THE REQUEST ▸
List every line of the items below that contains the string "instance", treating uppercase and lowercase as different.

Outline items

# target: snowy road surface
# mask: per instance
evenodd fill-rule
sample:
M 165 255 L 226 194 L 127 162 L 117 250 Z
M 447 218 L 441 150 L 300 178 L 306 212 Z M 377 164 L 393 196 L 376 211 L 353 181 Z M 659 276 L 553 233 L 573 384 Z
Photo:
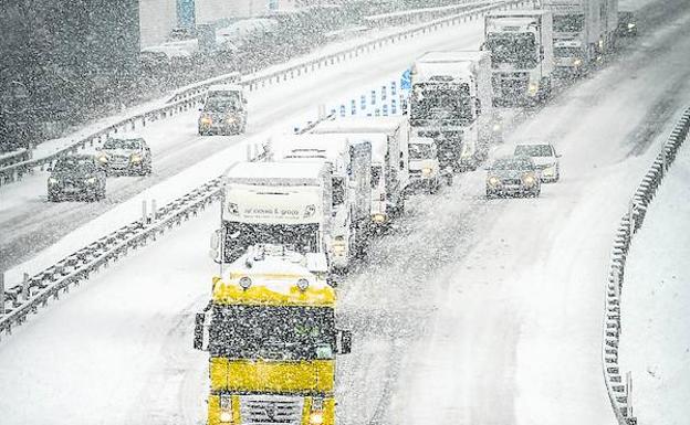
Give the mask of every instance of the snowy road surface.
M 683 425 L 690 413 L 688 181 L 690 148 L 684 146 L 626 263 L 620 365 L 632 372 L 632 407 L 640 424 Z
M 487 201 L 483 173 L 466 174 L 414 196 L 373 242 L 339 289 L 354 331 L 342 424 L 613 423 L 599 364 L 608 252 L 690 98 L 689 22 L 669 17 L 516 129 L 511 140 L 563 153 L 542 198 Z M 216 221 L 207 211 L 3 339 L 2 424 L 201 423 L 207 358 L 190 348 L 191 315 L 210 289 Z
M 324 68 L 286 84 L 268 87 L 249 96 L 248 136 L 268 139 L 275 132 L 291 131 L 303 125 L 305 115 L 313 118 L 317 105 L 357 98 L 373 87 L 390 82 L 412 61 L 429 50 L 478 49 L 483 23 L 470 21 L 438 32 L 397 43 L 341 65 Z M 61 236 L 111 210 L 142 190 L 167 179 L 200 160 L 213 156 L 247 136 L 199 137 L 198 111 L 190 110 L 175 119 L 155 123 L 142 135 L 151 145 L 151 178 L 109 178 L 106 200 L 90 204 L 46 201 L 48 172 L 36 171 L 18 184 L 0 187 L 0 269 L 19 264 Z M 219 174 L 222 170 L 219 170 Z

FINAL RESULT ▸
# mask: per instance
Give the mask of every instance of the snowy road surface.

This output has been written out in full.